-- What the exercise asks --
Please replace "position" with "location" in the part of the material that opens with the line containing "the sky using the picture above." and closes with the line containing "(1221, 158)", and leave everything else unchanged. Give back only those lines.
--- start Data rows ---
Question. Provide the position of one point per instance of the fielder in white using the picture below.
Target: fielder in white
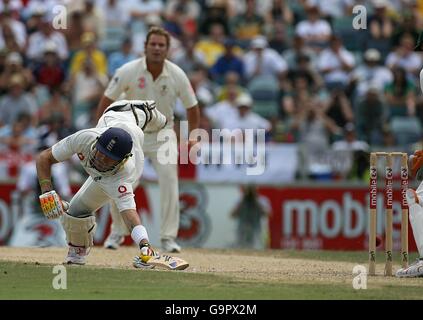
(415, 208)
(153, 77)
(112, 155)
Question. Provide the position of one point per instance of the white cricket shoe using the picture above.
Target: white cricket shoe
(413, 271)
(412, 197)
(113, 241)
(169, 245)
(77, 255)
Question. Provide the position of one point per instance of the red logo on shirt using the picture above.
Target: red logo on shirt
(141, 83)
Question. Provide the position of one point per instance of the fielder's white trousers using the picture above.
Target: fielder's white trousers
(163, 156)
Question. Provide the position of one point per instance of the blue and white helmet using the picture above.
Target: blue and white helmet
(111, 150)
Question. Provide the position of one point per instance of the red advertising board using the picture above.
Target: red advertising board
(327, 218)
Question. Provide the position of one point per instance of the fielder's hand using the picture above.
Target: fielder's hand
(52, 205)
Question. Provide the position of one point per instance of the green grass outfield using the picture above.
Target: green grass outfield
(33, 280)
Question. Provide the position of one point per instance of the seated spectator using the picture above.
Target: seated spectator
(261, 60)
(370, 74)
(14, 65)
(45, 34)
(315, 31)
(279, 39)
(119, 58)
(87, 87)
(245, 118)
(188, 59)
(224, 109)
(50, 71)
(298, 49)
(280, 12)
(339, 109)
(232, 82)
(16, 101)
(57, 105)
(229, 61)
(400, 95)
(404, 57)
(350, 141)
(12, 33)
(371, 117)
(336, 63)
(213, 45)
(246, 26)
(182, 16)
(89, 52)
(19, 136)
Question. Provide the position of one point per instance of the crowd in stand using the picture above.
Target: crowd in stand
(297, 69)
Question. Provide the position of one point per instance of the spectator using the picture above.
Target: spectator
(370, 74)
(335, 63)
(213, 46)
(246, 26)
(38, 40)
(118, 59)
(339, 109)
(14, 65)
(315, 31)
(371, 117)
(263, 61)
(227, 62)
(245, 118)
(56, 106)
(400, 95)
(16, 101)
(19, 136)
(12, 33)
(188, 59)
(89, 52)
(182, 17)
(279, 40)
(404, 57)
(350, 141)
(50, 71)
(87, 87)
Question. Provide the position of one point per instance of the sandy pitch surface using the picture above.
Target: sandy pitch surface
(269, 265)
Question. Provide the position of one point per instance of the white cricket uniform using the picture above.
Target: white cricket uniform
(100, 188)
(133, 81)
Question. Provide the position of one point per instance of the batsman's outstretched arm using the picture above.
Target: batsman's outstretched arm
(102, 105)
(44, 162)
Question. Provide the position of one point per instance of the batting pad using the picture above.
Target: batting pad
(79, 231)
(416, 221)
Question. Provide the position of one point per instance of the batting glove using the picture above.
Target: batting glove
(52, 205)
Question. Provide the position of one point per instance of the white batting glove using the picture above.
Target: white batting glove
(52, 205)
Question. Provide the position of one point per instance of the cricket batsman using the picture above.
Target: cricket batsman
(112, 155)
(415, 208)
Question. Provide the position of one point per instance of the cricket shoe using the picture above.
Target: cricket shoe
(169, 245)
(146, 253)
(114, 240)
(77, 255)
(412, 197)
(413, 271)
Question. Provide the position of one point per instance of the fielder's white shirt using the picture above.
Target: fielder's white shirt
(118, 187)
(136, 82)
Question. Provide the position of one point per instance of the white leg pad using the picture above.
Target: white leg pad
(416, 221)
(79, 231)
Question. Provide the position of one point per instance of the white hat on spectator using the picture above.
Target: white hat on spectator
(50, 46)
(244, 100)
(259, 42)
(372, 54)
(14, 58)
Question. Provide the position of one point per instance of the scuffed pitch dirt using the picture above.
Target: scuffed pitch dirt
(268, 265)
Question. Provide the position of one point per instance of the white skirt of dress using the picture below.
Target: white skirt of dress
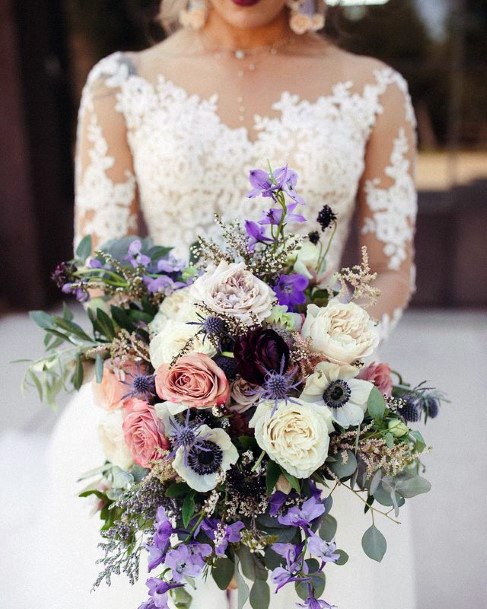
(68, 538)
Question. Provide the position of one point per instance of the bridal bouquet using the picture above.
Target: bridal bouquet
(236, 400)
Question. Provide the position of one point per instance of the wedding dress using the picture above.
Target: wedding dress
(157, 146)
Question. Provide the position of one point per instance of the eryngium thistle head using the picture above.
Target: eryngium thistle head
(228, 365)
(411, 411)
(326, 217)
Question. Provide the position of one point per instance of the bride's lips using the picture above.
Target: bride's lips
(245, 2)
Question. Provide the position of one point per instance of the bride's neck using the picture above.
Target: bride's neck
(219, 34)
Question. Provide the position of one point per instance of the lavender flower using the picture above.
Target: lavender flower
(295, 570)
(158, 592)
(303, 516)
(231, 535)
(184, 562)
(135, 256)
(274, 215)
(324, 551)
(313, 603)
(256, 234)
(289, 290)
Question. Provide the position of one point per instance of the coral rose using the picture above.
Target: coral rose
(143, 432)
(195, 380)
(379, 375)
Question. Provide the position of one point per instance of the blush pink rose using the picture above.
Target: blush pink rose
(143, 432)
(379, 375)
(109, 393)
(195, 380)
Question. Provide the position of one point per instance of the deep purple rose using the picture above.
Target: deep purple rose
(258, 352)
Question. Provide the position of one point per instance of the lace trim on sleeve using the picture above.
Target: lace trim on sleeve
(104, 206)
(393, 210)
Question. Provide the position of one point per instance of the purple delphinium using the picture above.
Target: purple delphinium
(303, 516)
(273, 216)
(135, 256)
(183, 562)
(231, 535)
(295, 569)
(314, 603)
(256, 234)
(161, 539)
(290, 289)
(324, 551)
(79, 291)
(158, 592)
(265, 184)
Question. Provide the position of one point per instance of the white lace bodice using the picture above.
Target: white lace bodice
(151, 147)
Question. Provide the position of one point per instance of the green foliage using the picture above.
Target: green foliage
(222, 572)
(376, 404)
(374, 543)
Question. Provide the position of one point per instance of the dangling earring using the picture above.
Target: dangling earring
(305, 17)
(194, 15)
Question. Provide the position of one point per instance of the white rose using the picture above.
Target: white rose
(341, 332)
(178, 307)
(296, 436)
(112, 439)
(172, 337)
(307, 259)
(232, 289)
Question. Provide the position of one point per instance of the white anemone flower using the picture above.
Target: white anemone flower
(201, 464)
(336, 387)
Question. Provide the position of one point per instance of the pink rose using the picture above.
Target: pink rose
(379, 375)
(143, 432)
(195, 380)
(109, 393)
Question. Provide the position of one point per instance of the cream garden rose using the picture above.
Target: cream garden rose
(112, 440)
(296, 436)
(178, 306)
(231, 289)
(341, 332)
(172, 337)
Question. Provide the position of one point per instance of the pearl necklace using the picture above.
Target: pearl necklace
(241, 56)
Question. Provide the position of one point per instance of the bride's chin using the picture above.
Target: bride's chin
(248, 14)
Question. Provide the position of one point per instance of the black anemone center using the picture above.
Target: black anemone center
(337, 394)
(205, 458)
(143, 384)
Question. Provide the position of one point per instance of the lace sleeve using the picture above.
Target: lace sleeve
(387, 201)
(106, 194)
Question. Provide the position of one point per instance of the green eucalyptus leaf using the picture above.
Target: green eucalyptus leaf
(411, 487)
(177, 489)
(260, 595)
(376, 404)
(243, 589)
(273, 471)
(77, 378)
(328, 528)
(374, 543)
(343, 558)
(246, 562)
(222, 572)
(188, 508)
(99, 368)
(84, 248)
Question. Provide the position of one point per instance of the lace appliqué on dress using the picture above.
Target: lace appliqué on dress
(104, 206)
(393, 209)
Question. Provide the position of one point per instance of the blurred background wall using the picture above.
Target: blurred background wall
(48, 47)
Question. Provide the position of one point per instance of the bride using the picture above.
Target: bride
(167, 136)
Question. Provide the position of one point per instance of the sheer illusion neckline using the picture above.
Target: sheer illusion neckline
(340, 90)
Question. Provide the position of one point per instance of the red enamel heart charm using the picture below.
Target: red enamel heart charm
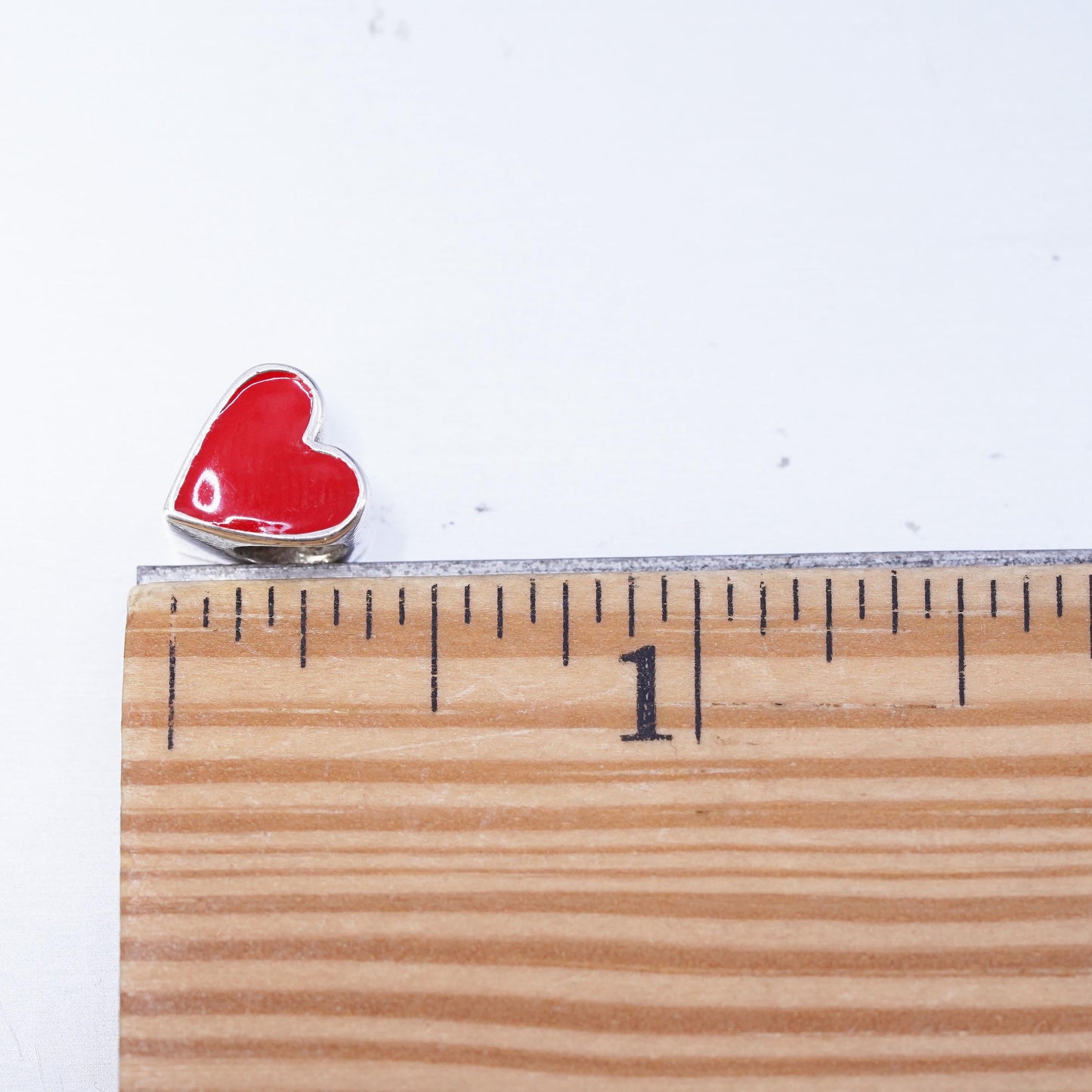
(259, 485)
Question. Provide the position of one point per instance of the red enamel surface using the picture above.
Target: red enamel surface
(253, 472)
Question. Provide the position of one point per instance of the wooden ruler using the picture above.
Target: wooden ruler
(785, 829)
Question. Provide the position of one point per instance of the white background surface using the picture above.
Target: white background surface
(602, 268)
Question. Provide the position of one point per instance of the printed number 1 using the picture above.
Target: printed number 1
(645, 660)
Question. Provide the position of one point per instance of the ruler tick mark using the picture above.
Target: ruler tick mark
(171, 691)
(302, 630)
(697, 660)
(961, 642)
(565, 623)
(435, 679)
(830, 621)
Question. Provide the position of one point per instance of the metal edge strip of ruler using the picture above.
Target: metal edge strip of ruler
(707, 562)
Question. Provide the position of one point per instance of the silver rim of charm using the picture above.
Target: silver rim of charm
(334, 544)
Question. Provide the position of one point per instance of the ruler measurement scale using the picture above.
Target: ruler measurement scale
(641, 657)
(824, 829)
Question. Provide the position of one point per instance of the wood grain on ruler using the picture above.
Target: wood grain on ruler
(834, 832)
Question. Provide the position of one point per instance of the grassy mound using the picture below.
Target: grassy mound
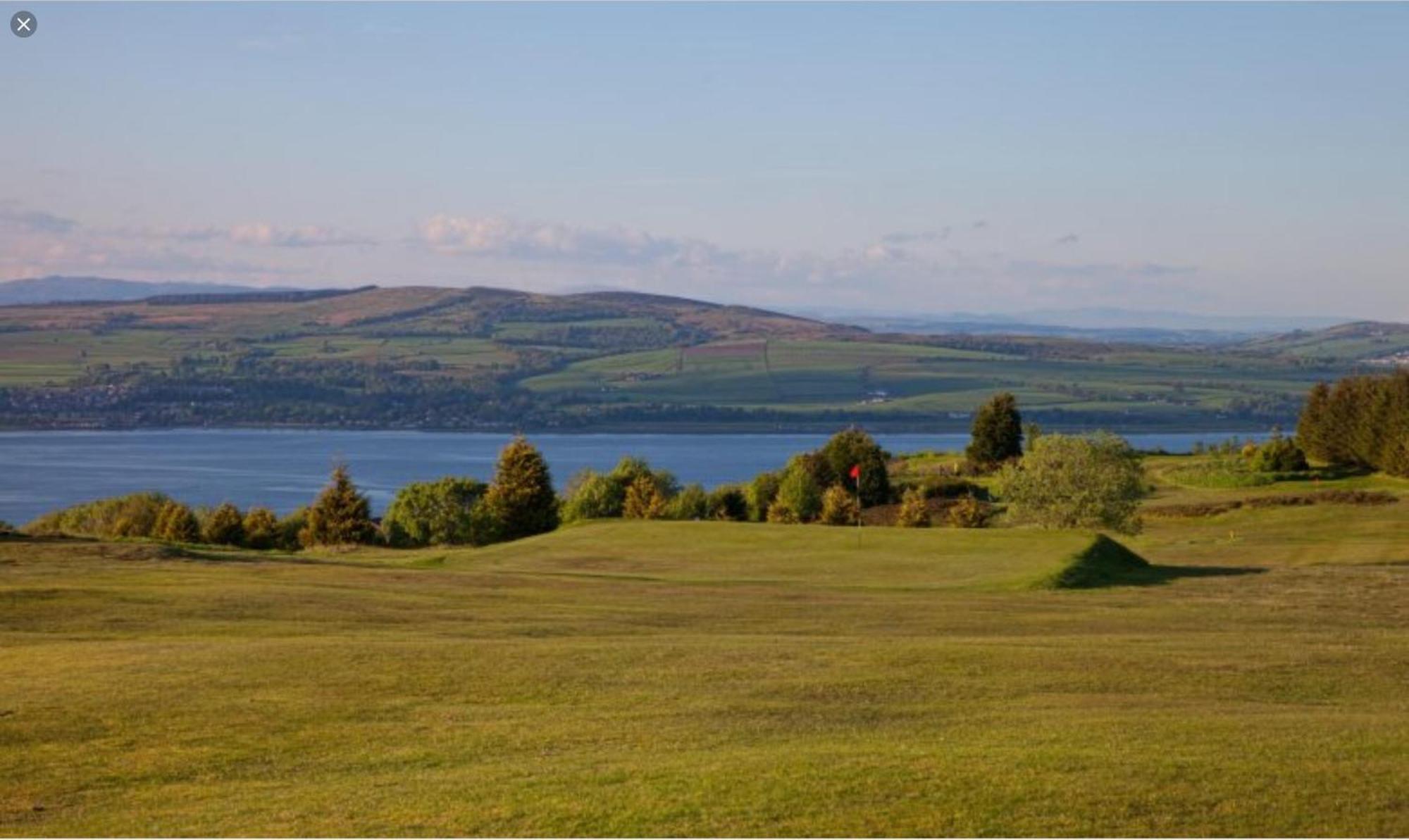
(1104, 563)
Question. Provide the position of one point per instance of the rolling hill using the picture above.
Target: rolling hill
(60, 289)
(498, 358)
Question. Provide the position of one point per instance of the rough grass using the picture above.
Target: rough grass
(709, 678)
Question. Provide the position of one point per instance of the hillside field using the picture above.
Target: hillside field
(712, 678)
(494, 358)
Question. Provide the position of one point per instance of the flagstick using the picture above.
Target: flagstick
(859, 506)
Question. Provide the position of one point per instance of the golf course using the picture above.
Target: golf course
(657, 678)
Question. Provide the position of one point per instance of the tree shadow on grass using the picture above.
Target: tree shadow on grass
(1156, 575)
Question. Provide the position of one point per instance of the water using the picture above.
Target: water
(284, 468)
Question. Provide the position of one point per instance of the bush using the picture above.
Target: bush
(798, 499)
(340, 515)
(1280, 454)
(839, 506)
(969, 513)
(133, 515)
(177, 523)
(729, 503)
(1077, 482)
(643, 499)
(261, 529)
(915, 510)
(223, 526)
(997, 434)
(521, 501)
(435, 513)
(853, 447)
(629, 470)
(290, 536)
(762, 494)
(690, 503)
(592, 495)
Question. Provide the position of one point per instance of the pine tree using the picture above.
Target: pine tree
(521, 501)
(997, 434)
(340, 515)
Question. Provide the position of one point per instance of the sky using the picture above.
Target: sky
(900, 158)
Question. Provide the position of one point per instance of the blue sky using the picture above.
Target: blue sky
(1221, 158)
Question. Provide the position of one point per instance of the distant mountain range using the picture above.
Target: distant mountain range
(1094, 323)
(1098, 323)
(58, 289)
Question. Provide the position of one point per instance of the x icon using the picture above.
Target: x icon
(23, 25)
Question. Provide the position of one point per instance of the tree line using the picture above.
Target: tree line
(1359, 422)
(1084, 481)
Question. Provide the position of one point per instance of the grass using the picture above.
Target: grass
(709, 678)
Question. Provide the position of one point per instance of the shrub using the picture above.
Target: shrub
(915, 510)
(969, 513)
(177, 523)
(629, 470)
(855, 447)
(133, 515)
(690, 503)
(798, 498)
(729, 503)
(762, 494)
(290, 534)
(592, 495)
(223, 526)
(839, 506)
(643, 499)
(997, 434)
(261, 529)
(1280, 454)
(435, 513)
(521, 501)
(1077, 482)
(340, 515)
(1362, 422)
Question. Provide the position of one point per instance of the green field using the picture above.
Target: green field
(712, 678)
(480, 358)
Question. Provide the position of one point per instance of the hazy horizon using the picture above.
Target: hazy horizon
(926, 158)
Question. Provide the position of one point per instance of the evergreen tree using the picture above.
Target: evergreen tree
(997, 433)
(521, 501)
(340, 515)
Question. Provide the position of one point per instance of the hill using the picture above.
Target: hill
(1370, 343)
(497, 358)
(60, 289)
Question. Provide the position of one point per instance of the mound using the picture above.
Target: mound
(1104, 563)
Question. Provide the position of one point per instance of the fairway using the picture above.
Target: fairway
(709, 678)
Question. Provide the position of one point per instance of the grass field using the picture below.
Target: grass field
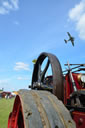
(5, 108)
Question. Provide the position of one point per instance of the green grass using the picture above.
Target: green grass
(6, 106)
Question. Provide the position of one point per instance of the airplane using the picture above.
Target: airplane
(70, 39)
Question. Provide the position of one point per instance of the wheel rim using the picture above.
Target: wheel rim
(56, 73)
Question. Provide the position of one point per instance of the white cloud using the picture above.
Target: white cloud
(77, 15)
(7, 6)
(21, 66)
(22, 78)
(16, 23)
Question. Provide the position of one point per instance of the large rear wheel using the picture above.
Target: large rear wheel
(39, 109)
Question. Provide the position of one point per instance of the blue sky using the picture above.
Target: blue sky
(29, 27)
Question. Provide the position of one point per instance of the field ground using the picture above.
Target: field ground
(5, 108)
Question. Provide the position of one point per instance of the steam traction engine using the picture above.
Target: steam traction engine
(54, 101)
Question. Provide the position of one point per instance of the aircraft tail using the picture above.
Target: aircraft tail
(65, 41)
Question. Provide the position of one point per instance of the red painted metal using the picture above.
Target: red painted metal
(16, 119)
(78, 117)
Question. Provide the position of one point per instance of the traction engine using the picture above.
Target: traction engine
(54, 101)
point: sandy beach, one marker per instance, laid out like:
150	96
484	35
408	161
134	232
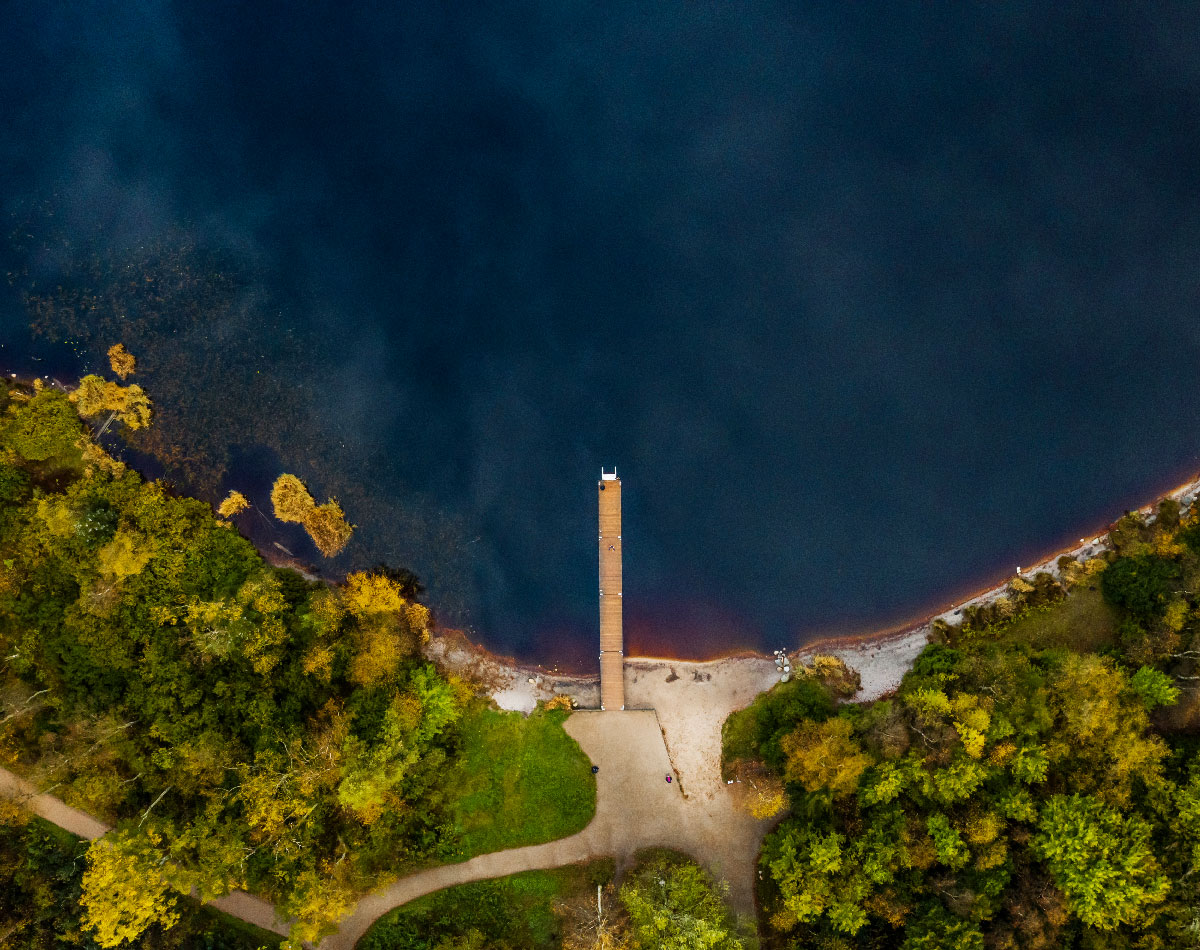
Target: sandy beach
694	697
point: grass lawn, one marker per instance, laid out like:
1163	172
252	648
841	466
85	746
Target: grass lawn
513	913
1083	623
519	781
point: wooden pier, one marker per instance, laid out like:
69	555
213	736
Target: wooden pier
612	638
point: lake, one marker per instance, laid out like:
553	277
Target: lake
868	306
--- end Data rows ---
-- Output below --
Question. Provide the location of one point per instance of the sky using the picture above.
Target: sky
(900, 158)
Question. Provide the location of one point per instance of the blue sky using the picture above.
Target: blue sky
(1221, 158)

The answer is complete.